Given problem 1 | Which television shows does the essay on reactions to Donald Trump name?
Given problem 2 | Could you resume the essay on reactions to Donald Trump, picking up after its final sentence?

The thing that I love about Donald Trump has nothing to do with who he is as a person, or as a politician. What I love about him is that his very presence shines a powerful light into the heart of modern-day America. Trump evokes strong reactions - either pro or anti - and in so doing shows us the hidden workings of society.
It was somewhere midway through Trump’s presidency when I first became aware of the term “Trump Derangement Syndrome” (TDS). Right-leaning academics in the US coined this pseudo-psychiatric term to describe the visceral sense of reactive hatred that Trump conjured up in their left-leaning counterparts who, within academia, were in a clear majority. Even living in Istanbul, I have met people with TDS. I have met people who literally twitch when you mention the word “Trump” to them.
As a Brit, to me Trump is essentially just a big, brash American. He talks loud. He swaggers. He makes sexist comments. He shoots his mouth off. Brought up on a diet of Top Cat, the Dukes of Hazzard and The A Team, to me, rightly or wrongly, this seems like just normal American behaviour. So I was intrigued that there could be such bizarrely visceral reactions to him amongst his fellow Americans.
I’m not going to bang on about the “Deep State” here. Though the sheer intensity and sheer level of organisation of the attacks mounted on Trump do seem to point to a degree of background co-ordination way beyond the normal shoving and elbowing of the US political scene. Trump most certainly does appear to threaten the continued existence of a significant chunk of the permanent infastructure of state. For why else would they need to behave in such a co-ordinated fashion to try and get rid of him? If you attack an animal that survives by diffusing its presence, it will have to show itself to defend itself.

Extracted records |

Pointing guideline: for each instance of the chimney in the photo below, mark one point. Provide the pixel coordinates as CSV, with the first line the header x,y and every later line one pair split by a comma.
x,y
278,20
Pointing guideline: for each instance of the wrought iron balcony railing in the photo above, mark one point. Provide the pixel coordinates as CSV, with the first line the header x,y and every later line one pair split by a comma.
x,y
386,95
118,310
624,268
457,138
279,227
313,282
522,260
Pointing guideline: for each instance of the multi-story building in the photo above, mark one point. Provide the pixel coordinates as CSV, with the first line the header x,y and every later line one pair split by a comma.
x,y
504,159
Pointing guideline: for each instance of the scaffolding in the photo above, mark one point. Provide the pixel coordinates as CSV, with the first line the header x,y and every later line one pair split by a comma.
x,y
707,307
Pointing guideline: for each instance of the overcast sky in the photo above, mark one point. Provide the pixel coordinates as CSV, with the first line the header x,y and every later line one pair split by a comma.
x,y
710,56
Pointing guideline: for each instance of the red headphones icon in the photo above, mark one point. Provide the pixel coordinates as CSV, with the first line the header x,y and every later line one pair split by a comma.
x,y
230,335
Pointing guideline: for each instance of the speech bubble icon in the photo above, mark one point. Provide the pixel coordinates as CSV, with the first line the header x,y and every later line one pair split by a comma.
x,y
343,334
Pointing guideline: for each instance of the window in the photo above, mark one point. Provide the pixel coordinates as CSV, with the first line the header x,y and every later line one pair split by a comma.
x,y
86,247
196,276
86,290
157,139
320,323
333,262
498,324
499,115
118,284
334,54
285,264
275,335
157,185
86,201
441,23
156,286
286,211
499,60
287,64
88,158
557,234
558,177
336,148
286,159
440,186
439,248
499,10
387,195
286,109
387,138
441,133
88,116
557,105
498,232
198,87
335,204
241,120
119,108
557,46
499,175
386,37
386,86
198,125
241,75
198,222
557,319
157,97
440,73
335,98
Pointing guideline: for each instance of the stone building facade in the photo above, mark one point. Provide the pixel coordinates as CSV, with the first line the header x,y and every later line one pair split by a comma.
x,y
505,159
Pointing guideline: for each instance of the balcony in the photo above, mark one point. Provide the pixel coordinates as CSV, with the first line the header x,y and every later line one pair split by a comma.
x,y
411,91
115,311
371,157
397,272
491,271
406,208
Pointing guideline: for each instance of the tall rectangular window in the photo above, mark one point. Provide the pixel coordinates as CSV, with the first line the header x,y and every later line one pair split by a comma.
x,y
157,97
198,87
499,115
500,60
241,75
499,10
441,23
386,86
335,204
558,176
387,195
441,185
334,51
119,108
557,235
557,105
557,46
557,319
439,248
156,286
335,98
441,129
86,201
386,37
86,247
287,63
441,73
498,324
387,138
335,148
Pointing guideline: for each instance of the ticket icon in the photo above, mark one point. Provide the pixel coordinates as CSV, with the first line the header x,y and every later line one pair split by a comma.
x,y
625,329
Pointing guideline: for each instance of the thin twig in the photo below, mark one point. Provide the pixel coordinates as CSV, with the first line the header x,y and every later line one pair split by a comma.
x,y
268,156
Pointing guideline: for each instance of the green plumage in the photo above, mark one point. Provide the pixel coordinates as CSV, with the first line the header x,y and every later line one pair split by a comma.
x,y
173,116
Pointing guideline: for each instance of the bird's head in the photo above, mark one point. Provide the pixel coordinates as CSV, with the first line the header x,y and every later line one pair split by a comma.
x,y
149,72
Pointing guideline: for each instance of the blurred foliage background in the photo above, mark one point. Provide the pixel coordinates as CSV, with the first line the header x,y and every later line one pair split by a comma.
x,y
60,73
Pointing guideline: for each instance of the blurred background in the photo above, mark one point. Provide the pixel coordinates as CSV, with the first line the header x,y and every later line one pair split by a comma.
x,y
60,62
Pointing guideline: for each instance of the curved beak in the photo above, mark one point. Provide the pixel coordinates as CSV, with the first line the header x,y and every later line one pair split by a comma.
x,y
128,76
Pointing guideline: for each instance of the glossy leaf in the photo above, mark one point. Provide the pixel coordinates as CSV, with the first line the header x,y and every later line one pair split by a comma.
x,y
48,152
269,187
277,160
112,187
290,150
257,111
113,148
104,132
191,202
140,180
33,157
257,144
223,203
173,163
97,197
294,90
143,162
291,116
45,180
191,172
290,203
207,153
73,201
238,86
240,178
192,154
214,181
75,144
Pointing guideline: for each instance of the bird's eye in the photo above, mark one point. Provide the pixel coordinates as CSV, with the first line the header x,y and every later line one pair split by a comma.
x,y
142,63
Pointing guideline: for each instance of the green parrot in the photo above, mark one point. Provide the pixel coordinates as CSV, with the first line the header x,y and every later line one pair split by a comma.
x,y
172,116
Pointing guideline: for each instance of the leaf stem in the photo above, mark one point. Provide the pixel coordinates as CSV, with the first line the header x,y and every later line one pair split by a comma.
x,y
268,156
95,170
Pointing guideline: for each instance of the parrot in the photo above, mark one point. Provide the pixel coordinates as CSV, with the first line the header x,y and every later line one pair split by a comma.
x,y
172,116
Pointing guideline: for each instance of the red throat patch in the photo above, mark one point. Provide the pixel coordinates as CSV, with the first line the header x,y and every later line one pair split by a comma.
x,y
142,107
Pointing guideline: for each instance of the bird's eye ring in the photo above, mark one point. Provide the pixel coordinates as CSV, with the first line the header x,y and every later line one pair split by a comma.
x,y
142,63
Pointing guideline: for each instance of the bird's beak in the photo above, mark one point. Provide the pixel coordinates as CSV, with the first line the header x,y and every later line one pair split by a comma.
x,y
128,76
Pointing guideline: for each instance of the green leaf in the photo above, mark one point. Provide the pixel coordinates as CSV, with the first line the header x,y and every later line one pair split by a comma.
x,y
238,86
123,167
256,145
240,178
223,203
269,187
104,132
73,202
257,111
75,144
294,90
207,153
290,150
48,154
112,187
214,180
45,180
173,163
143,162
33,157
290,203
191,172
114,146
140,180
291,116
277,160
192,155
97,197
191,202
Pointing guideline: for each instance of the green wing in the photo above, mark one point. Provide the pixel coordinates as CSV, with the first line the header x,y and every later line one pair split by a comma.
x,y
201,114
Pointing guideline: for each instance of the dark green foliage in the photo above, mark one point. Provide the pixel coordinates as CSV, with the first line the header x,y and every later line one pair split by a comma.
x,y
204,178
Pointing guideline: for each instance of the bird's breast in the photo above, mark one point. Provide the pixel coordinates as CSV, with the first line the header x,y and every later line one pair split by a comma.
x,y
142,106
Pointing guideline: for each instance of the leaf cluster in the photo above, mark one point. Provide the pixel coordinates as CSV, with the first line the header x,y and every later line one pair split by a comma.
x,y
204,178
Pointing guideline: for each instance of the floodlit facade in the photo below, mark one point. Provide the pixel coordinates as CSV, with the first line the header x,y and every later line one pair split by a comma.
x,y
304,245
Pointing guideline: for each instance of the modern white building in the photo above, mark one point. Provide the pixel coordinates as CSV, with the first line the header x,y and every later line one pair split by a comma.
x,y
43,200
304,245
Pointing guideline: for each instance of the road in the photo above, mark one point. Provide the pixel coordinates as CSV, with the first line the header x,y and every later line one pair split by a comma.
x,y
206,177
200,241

Final result 1 | Top Cat, the Dukes of Hazzard, The A Team

Final result 2 |
But this is not about the “Deep State.” Rather I want to look at “the cathedral.”
The cathedral is the term coined by underground philosopher Curtis Yarvin to describe the ruling academic elite of a nation, its most looked-up-to academics and journalists. In the US, that means Harvard, Yale, the New York Times and the Washington Post. These bodies act as the vanguard of the intellectual establishment of America. They set the tone for everyone in the States who considers themselves to be a “thinking person.” In fact, if you wish to even be considered a “thinking person” in America, you will have to be at least reasonably aligned with their stance.
Although, over time, these four institutions might make vast shifts in political leanings, in one aspect they will remain true - coherence. Through thick and thin, in both left-leaning times and right-leaning times, they will remain in broad lockstep with one another. There will be a degree of difference of opinion amongst them, commensurate with a modern democracy. But, fundamentally, they are singing from the same hymnsheet.
With regard to the vast and ever-shifting amount of social and political issues that any country and its people constantly face, these four institutions basically tell the thinking classes what they should think. And, importantly, these positions and often the issues themselves reflect what the cathedral, and the nation it serves, need in order to remain in power. In the great, Darwinian marketplace of ideas and strategies, those which serve to allow the old older to remain at the helm get to be selected. For this is actually natural and pretty much how any hierarchical power structure functions over time. It serves its own need to continue first.
So this is the situation. The vast majority of the 100 million or so members of the American middle-classes take their cues on the kinds of things that they should think about the world around them from these four august bodies. Not in the way that a “politburo” simply tells you your opinion, allowing no other option. But rather by immersing you in an information landscape that seems diverse but that is, on key issues, remarkably consistent. And if you want to continue to be considered a “thinking person,” with the attendant sense of intellectual prestige that this offers, you need to be reasonably aligned.
And along comes Donald Trump. And he threatens all that. The orange-haired populist does not sing from the same hymnsheet. He has taken a large stick and is bashing at the walls of the cathedral, causing its foundations to start to shake.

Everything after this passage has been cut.